Text provided START

Of note, the code for performing all of the above analyses can be found at GitHub (https://github.com/macmanes-lab/peer_reproductive/transcriptome). The data files are available on Dryad (doi: 10.5061/dryad.01c3t).

Results and Discussion

Reproductive transcriptome assembly

There were 45–94 million paired reads produced for each of the three transcriptome datasets, yielding a total of 415,960,428 reads. The raw reads are available at the European Nucleotide Archive under study accession number PRJEB13364.

We assembled a de novo composite reproductive transcriptome with reads from testes, epididymis and vas deferens. The evaluation of alternative optimized assemblies allowed us to generate a substantially complete transcriptome of high quality. The alternative assemblies had raw Transrate scores ranging from 0.156–0.194 (Table 1). However, the scores for the improved assemblies generated by Transrate, consisting of only highly supported contigs, ranged between 0.285 and 0.349, which is well above the threshold Transrate score of 0.22 for an acceptable assembly. The BUSCO results indicated that the assemblies were highly complete, with complete matches ranging from 73–90% of vertebrate orthologs (Table 2). These BUSCO benchmark values are consistent with the most complete reported assessments for transcriptomes from other vertebrate taxa (busco.ezlab.org). Furthermore, our BUSCO values exceed that of the only available reported male reproductive tissue (from a coelacanth: Latimeria menadoensis testes), which was 71% complete (Simão et al., 2015). The assembly version with the highest quality in relation to the Transrate metrics was the Transrate optimized Trinity assembly. Specifically, the optimized Transrate score was 0.3492, and the percent coverage of the reference assembly was also highest, with 45% of the mouse database represented. This assembly was highly competitive for completeness, as indicated by the fact that it contained 85% of vertebrate single copy orthologs. However, this assembly had an exorbitantly high number of contigs (657,952 contigs), which is nearly an order of magnitude more contigs than the next best performing assembly: the Transrate optimized TPM > 0.5 filtered assembly (78,424 contigs). In consideration of the dramatically more realistic contig number for the Transrate optimized TPM > 0.5 filtered assembly, and in light of its second best performance for Transrate score (0.3013), reasonable Transrate mouse reference assembly coverage (37%), and sufficiently high BUSCO completeness (73% orthologs found), we chose this assembly as our optimized transcriptome. Therefore, we proceeded with this optimized assembly version as our finalized transcriptome assembly for our analyses.

Table 1:
Transrate results for the reproductive transcriptome assembly produced by different optimization methods.
Assembly Transrate score Optimized scorea # Read pairs (fragments) Contigs (n_seqs) # Good contigs % Good contigs
Trinity original 0.1944 0.3492 207,980,214 856,711 657,952 0.77
Filter TPM < 0.5 0.1672 0.3013 207,980,214 147,966 78,424 0.53
Filter TPM < 1.0 0.156 0.2854 207,980,214 80,165 54,140 0.68
DOI: 10.7717/peerj.2617/table-1

Notes:

This is the score of the Transrate optimized assembly in Table 2.
Table 2:
BUSCO metrics for the reproductive transcriptome assembly produced by different optimization methods.

Text provided END
Extracted records START

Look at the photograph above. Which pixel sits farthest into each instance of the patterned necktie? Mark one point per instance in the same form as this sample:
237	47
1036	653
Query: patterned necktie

Extracted records END
Extracted records START

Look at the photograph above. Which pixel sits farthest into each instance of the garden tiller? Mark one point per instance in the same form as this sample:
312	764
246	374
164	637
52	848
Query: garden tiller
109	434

Extracted records END
Extracted records START

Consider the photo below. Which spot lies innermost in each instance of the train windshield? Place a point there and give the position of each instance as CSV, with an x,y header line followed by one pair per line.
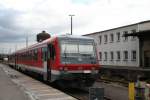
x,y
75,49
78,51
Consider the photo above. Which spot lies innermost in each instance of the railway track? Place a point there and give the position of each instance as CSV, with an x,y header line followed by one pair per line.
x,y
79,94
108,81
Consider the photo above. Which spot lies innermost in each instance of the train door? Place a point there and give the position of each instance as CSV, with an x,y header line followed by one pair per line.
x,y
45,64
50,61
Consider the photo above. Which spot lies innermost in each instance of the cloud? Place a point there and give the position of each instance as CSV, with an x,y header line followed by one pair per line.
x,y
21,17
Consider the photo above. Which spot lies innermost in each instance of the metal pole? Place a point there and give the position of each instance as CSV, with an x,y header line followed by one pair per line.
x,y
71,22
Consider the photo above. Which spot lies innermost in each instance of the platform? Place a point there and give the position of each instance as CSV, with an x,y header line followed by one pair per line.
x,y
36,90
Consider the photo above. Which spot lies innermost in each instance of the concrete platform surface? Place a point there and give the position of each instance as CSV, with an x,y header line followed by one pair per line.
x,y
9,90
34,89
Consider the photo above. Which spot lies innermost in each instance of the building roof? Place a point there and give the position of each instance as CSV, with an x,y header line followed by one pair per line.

Extracted records END

-- Task list --
**A)** In the text on the reproductive transcriptome assembly, what Transrate score is given as the threshold for an acceptable assembly?
**B)** Write a continuation of the text on the reproductive transcriptome assembly, starting after its final line.
The records play no part in the work here.

-- Answers for the tasks --
**A)** 0.22

**B)**
Assembly % Complete % Duplicated % Fragmented % Missing
Trinity original 90 49 3.4 5.5
Transrate optimized 85 44 4.3 9.7
Filter TPM < 0.5 85 38 3.0 11
Transrate TPM < 0.5 73 31 3.9 22
Filter TPM < 1.0 80 28 2.8 16
Transrate TPM < 1.0 74 25 3.4 21
DOI: 10.7717/peerj.2617/table-2

Annotation, transcript abundance and database searches

The reproductive transcriptome assembly annotations were produced by dammit, and they are available on Dryad in a gff3 file format. Furthermore, TransDecoder was used to predict coding regions in the assembly. TransDecoder predicted that 49.5% (38,342) of the transcripts (78,424 total) contained ORFs, of which 63.9% (24,808) had complete ORFs containing a start and stop codon. The predicted protein coding regions generated by TransDecoder are reported in five file types, and they are available on Dryad. Furthermore, the Pfam results yielded 30.7% of transcripts (24,107) matching to the protein family database. In contrast, the LAST search found that 75.9% of transcripts (59,503) matched to the UniRef90 database. We have uploaded the homology search results generated by Pfam and UniRef90 matches onto Dryad. In addition, 1.04% (816) of transcripts matched to the Rfam database for ncRNAs, and these results are posted in Dryad. Of note, 80.1% (62,835) of the transcripts were annotated using one or more of the above described methods (the dammit.gff3 file is posted in Dryad), and it is this final annotated assembly that was used for all subsequent analyses (this annotated transcriptome is available on Dryad).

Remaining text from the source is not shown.